**ФРАГМЕНТ ТЕКСТА**
+===+

Среди событий, характеризующих первые годы существования Советского Союза, одним из самых знаменательных было восстание моряков в Кронштадте – и его подавление большевистским правительством. По большому счету, это была последняя попытка Советов рабочих и солдат – надежды и опоры Октябрьской революции, тех, благодаря кому она победила – исправить положение, возникшее с захватом власти большевиками, и установить свою гегемонию. Недовольные отменой новых революционно-демократических институций, кронштадтские Советы обратили свой гнев против центральной власти большевиков. По их мнению, большевики “путем резкой пропаганды (…) заманивали сынов рабочего народа в ряды партии и сажали их там на цепь строжайшей дисциплины. Позднее, когда коммунисты почувствовали себя достаточно сильными, они стали сперва шаг за шагом исключать социалистов иного толка, и, в конце концов, отодвинули от руля власти самих рабочих и крестьян, продолжая, впрочем, руководить страной от их имени.”

Однако Кронштадтский мятеж не только вскрыл глубокое недовольство авторитарной политикой большевиков, провозгласивших себя лидерами революции. С одной стороны, это действительно был кульминационный момент в череде митингов и забастовок, отвергающих усиленный контроль над экономикой, продразверстку и красный террор. С другой же стороны, мятеж подтвердил необходимость скорейшего перехода к Новой экономической политике (НЭПу). Непосредственно после него было принято решение о замещении революционной программы военного коммунизма рыночной либерализацией секторов сельского хозяйства и мелкого предпринимательства при сохранении контроля над самыми важными отраслями промышленности – добычей угля, железа, выработкой электричества. Совершенно очевидно, что меры эти были нацелены на усиление и укрепление власти, оказавшейся под угрозой в связи с ужасной продовольственной ситуацией в аграрной по преимуществу России.

+===+

**ЗАДАНИЕ**
Напишите следующий абзац текста о Кронштадтском мятеже, начиная сразу после его последнего предложения.

Записи разметки местоположений

+===+

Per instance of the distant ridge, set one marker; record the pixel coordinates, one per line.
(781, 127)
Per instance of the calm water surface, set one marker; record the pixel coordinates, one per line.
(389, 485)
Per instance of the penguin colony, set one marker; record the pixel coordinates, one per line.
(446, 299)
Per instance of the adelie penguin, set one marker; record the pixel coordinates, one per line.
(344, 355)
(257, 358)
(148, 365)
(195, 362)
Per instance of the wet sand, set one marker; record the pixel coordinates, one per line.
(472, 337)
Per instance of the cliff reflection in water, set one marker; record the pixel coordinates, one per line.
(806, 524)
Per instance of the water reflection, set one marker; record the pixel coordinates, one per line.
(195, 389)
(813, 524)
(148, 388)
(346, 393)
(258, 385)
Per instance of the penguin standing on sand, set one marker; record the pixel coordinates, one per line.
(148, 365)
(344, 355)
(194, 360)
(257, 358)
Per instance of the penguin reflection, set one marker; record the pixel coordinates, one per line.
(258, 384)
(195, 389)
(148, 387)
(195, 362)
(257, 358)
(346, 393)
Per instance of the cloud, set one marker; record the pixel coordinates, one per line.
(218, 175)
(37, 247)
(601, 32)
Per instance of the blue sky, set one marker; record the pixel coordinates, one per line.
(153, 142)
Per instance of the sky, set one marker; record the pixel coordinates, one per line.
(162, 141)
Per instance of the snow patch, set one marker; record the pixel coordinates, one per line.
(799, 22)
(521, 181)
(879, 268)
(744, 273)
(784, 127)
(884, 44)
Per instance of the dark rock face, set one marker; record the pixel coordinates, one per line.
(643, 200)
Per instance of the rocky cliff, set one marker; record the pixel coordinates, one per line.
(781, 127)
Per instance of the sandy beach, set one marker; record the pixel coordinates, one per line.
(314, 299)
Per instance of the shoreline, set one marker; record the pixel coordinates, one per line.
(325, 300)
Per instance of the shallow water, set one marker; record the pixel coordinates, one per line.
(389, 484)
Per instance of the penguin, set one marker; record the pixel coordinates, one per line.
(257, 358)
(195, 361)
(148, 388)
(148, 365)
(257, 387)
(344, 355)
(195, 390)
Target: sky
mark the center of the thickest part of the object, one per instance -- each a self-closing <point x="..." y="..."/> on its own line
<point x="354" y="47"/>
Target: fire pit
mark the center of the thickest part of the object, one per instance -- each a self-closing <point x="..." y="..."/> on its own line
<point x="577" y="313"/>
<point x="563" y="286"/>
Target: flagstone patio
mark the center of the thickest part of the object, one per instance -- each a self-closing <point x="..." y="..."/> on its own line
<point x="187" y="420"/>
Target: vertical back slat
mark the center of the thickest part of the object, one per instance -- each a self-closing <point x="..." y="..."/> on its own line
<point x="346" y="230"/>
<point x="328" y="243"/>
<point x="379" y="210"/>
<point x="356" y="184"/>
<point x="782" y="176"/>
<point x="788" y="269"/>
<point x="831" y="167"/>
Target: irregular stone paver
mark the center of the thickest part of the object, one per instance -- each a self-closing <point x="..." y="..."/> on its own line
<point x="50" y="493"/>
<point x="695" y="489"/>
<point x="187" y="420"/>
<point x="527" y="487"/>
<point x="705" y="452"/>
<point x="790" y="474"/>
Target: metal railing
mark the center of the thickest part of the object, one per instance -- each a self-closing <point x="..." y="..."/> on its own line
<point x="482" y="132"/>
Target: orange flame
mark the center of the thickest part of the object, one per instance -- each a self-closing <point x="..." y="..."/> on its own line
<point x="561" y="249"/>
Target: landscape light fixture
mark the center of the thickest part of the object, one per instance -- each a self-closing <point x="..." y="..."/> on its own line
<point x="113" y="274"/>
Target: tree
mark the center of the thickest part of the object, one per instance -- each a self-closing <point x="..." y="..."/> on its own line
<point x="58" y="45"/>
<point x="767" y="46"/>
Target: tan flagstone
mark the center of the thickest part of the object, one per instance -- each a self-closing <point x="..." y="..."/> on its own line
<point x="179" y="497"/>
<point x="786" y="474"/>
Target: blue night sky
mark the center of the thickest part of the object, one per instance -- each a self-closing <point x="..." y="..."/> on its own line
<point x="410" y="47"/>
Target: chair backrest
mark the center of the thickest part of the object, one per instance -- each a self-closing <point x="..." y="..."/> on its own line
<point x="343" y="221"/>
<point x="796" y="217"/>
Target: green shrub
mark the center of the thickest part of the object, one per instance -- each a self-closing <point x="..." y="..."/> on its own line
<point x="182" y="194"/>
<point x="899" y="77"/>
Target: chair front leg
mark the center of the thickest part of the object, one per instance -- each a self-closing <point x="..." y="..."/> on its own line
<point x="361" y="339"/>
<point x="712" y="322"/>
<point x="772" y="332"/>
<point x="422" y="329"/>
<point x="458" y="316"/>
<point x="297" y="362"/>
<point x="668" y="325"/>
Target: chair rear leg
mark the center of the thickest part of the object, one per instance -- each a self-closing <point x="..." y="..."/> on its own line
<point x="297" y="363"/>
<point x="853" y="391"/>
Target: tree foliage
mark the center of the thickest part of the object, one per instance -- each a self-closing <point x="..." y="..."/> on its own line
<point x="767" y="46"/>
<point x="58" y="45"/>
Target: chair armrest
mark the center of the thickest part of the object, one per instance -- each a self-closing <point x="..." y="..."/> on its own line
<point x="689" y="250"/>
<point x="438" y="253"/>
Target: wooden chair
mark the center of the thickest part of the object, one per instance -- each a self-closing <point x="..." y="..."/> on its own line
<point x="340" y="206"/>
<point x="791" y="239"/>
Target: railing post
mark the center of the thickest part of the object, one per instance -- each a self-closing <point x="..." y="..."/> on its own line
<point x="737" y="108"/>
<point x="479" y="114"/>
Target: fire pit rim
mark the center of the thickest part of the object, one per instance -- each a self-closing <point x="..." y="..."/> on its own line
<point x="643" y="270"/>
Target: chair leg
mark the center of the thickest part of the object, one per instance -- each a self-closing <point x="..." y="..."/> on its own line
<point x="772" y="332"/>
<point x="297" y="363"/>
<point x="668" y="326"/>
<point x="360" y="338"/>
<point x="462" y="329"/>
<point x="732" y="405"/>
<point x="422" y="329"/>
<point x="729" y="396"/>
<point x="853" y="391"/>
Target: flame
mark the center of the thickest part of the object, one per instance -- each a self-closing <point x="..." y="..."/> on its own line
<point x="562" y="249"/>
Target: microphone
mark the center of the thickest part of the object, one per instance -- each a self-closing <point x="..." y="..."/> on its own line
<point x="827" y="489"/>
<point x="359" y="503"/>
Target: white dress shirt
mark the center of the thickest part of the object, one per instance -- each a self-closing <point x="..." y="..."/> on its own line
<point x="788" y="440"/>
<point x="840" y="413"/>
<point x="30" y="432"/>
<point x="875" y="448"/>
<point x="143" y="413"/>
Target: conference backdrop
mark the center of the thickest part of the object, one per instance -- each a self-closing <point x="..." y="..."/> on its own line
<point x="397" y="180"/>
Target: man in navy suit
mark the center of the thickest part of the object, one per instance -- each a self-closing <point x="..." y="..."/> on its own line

+===+

**ОТВЕТ НА ЗАДАНИЕ**
Однако у НЭПа имелось также и глобальное измерение: еще в 1917 Ленин активно выступал против интернациональной социально-демократической идеи о том, что пролетарская революция осуществима лишь в капиталистически высокоразвитой стране. При этом он указывал на то, что в России, где капитализм был не развит, а государственная власть опиралась на добуржуазные структуры, шансы на революцию лишь возрастали. С тех пор, как ” империалистическая цепь была прорвана в ее самом слабом звене”, – утверждал Ленин – революция распространиться по всей Европе. Но как только стало ясно, что революция в Западной Европе провалилась, Ленин осознал: у Русской революции теперь только одна альтернатива – сдаться или перезимовать. Каутский прокомментировал эту дилемму следующим образом: “Наши большевистские товарищи все поставили на карту всеобщей Европейской революции. Когда же выпала иная масть, они вынуждены были идти путем, ставившим перед ними неразрешимые задачи” (Карл Каутский, «Диктатура пролетариата»).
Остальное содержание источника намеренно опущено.